--- Start ---

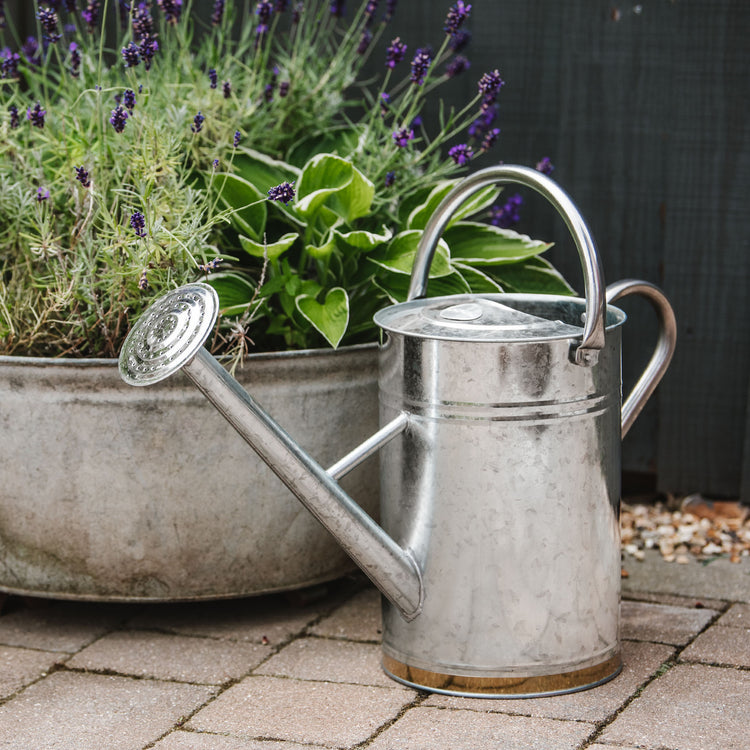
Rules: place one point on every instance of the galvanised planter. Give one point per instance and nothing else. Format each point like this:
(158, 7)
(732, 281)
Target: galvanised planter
(114, 493)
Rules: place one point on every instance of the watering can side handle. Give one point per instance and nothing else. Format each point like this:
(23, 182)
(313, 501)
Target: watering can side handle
(663, 351)
(593, 331)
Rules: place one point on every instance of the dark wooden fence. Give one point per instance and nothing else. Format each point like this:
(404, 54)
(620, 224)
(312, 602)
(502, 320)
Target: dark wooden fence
(643, 108)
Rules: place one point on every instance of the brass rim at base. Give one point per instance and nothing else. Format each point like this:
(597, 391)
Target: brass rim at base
(503, 687)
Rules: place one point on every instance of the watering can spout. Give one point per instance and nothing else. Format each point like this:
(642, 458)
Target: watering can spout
(170, 336)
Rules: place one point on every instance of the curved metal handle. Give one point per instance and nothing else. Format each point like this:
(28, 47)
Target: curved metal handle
(593, 330)
(663, 351)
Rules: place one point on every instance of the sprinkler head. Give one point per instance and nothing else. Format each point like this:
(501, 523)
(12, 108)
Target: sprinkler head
(169, 334)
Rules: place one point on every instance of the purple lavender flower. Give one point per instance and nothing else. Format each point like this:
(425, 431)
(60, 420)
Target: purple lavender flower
(48, 21)
(489, 139)
(35, 115)
(75, 60)
(489, 86)
(459, 40)
(138, 223)
(370, 10)
(197, 125)
(30, 48)
(545, 166)
(420, 65)
(507, 215)
(364, 41)
(130, 55)
(402, 137)
(457, 14)
(143, 23)
(9, 64)
(459, 64)
(283, 192)
(128, 99)
(119, 118)
(461, 154)
(90, 14)
(149, 47)
(218, 13)
(395, 53)
(264, 11)
(212, 265)
(171, 9)
(82, 176)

--- End ---

Can you copy all of the rows above verbatim, leaving out the pictures?

### Task answer:
Rules: place one point on every instance of the galvanised planter. Give one point per instance and nothing else. Format each point like this:
(158, 7)
(732, 281)
Target: galvanised planter
(114, 493)
Rules: place one point on every instance of the watering can side handle. Give one point per instance and nothing else. Format each point like this:
(23, 182)
(313, 501)
Target: watering can side handle
(663, 351)
(593, 331)
Rules: place one point on every instance of the dark wooden fence. Give one point per instance and nothing else. Format each point like this:
(404, 54)
(620, 224)
(312, 602)
(502, 320)
Target: dark wooden fence
(643, 108)
Rules: place one point on every instance of the brass rim at base. Give one point per instance and nothing else. Format each point like this:
(597, 391)
Target: brass rim at base
(503, 687)
Rules: place one point on every instance of the watering can spout. Give one point per instance and nothing else. Format each point like this:
(642, 458)
Target: watering can spout
(170, 336)
Rules: place one point on every instance of the curved metal handle. Give one point per instance and nothing else. Format each point like this:
(28, 47)
Target: curved metal handle
(593, 330)
(663, 351)
Rules: place one point on every instance of the sprinkler head. Give one point per instance and nothing else. Format each point like this:
(501, 523)
(12, 108)
Target: sprinkler head
(169, 334)
Rules: place one point on every instance of the purple lavender flower. Give one point per instance and nothing else. Format each point like this:
(425, 431)
(60, 420)
Target: purple lavender flower
(48, 21)
(489, 139)
(35, 115)
(75, 60)
(489, 86)
(459, 40)
(138, 223)
(370, 10)
(197, 125)
(30, 48)
(545, 166)
(420, 65)
(507, 215)
(364, 41)
(130, 55)
(402, 137)
(457, 14)
(143, 23)
(9, 64)
(459, 64)
(283, 192)
(128, 99)
(119, 118)
(461, 154)
(90, 14)
(149, 47)
(218, 13)
(395, 53)
(264, 11)
(212, 265)
(171, 9)
(82, 176)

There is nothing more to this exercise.